On May 10, a task force of twenty-eight appointed members voted to demolish the existing Sandy Hook Elementary school and have a new school built in its place. The $57 million proposed project was sent to the Newtown Board of Education for approval, to be followed by a public ballot. In October 2013, Newtown residents voted 4,504–558 in favor of the proposed demolition and reconstruction, to be funded by $50 million in state money. Demolition began on October 25 and was completed in December 2013 at a cost of nearly US$1.4 million.

The school was closed indefinitely following the shooting, partially because it remained a crime scene. Sandy Hook students returned to classes on January 3, 2013, at Chalk Hill Middle School in nearby Monroe at the town’s invitation. Chalk Hill at the time was an unused facility, refurbished after the shooting, with desks and equipment brought in from Sandy Hook Elementary. The Chalk Hill school was temporarily renamed “Sandy Hook”. The University of Connecticut created a scholarship for the surviving children of the shootings.

Police found numerous video games in the basement of Adam Lanza’s home, which was used as a gaming area. The final report into the shooting by the State Attorney, published in November 2013, noted that “[Lanza] played video games often, both solo at home and online. They could be described as both violent and non-violent. One person described the shooter as spending the majority of his time playing non-violent video games all day, with his favorite at one point being Super Mario Bros.”

Legislation introduced in the first session of 113th Congress included the Assault Weapons Ban of 2013 and the Manchin-Toomey Amendment to expand background checks on gun purchases. Both were defeated in the Senate on April 17, 2013.

On April 4, 2013, Maryland also enacted new restrictions to their existing gun laws. Ten other states passed laws that relaxed gun restrictions.

On January 16, 2013, New York became the first U.S. state to act after the shooting when it enacted the Secure Ammunition and Firearms Enforcement (SAFE) Act. On April 3, 2013, Connecticut General Assembly passed a 139-page major gun-control bill with broad bipartisan support. Governor Dannel P. Malloy signed the bill on the same day. The bill requires universal background checks (background checks for all firearm purchases), a high-capacity magazine ban banning the sale or purchase of ammunition magazines capable of holding more than ten rounds of ammunition like those used in the Sandy Hook Elementary School shooting, created the first registry in the United States for dangerous-weapon offenders, and added over 100 types of gun to the state’s assault weapons ban. Pro-gun groups had rallied outside the Capitol to protest prior to the signing and challenged it in court. Federal judge Alfred Covello ruled in January 2014, to uphold the law.

WHAT THIS EXERCISE ASKS.
**1.** Translate this sentence from the Sandy Hook text into Spanish: "The Chalk Hill school was temporarily renamed “Sandy Hook”."
**2.** According to the Sandy Hook text, which federal judge upheld Connecticut's gun-control law, and when?
**3.** Copy the stretch of the Sandy Hook text from "The school was" through "of the shootings.".
You won't need the lines for any of this work.

SOURCE MATERIAL.
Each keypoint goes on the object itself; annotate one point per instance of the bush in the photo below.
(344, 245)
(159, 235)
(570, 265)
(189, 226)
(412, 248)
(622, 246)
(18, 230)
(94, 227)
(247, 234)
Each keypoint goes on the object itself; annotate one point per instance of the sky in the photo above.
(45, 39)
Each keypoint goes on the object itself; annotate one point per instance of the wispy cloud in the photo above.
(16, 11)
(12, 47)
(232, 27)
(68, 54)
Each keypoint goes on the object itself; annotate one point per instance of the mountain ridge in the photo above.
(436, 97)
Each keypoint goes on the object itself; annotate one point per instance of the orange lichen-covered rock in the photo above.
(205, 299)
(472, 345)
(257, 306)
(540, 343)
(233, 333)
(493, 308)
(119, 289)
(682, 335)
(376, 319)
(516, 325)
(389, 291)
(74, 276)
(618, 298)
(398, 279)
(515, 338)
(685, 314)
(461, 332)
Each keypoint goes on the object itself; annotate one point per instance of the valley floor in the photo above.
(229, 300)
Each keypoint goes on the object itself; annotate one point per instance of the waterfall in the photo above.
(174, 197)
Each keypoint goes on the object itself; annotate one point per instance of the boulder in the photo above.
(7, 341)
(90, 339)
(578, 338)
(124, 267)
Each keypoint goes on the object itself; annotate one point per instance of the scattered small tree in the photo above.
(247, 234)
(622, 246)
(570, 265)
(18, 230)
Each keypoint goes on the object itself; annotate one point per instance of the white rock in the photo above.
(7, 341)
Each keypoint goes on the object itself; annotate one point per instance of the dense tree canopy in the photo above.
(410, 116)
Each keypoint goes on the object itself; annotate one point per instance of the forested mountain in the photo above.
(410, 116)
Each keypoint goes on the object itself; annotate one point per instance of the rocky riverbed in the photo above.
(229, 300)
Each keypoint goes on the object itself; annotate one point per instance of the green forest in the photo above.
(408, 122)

ANSWERS IN ORDER.
**1.** La escuela Chalk Hill fue rebautizada temporalmente como «Sandy Hook».

**2.** Federal judge Alfred Covello upheld it in January 2014.

**3.**
The school was closed indefinitely following the shooting, partially because it remained a crime scene. Sandy Hook students returned to classes on January 3, 2013, at Chalk Hill Middle School in nearby Monroe at the town’s invitation. Chalk Hill at the time was an unused facility, refurbished after the shooting, with desks and equipment brought in from Sandy Hook Elementary. The Chalk Hill school was temporarily renamed “Sandy Hook”. The University of Connecticut created a scholarship for the surviving children of the shootings.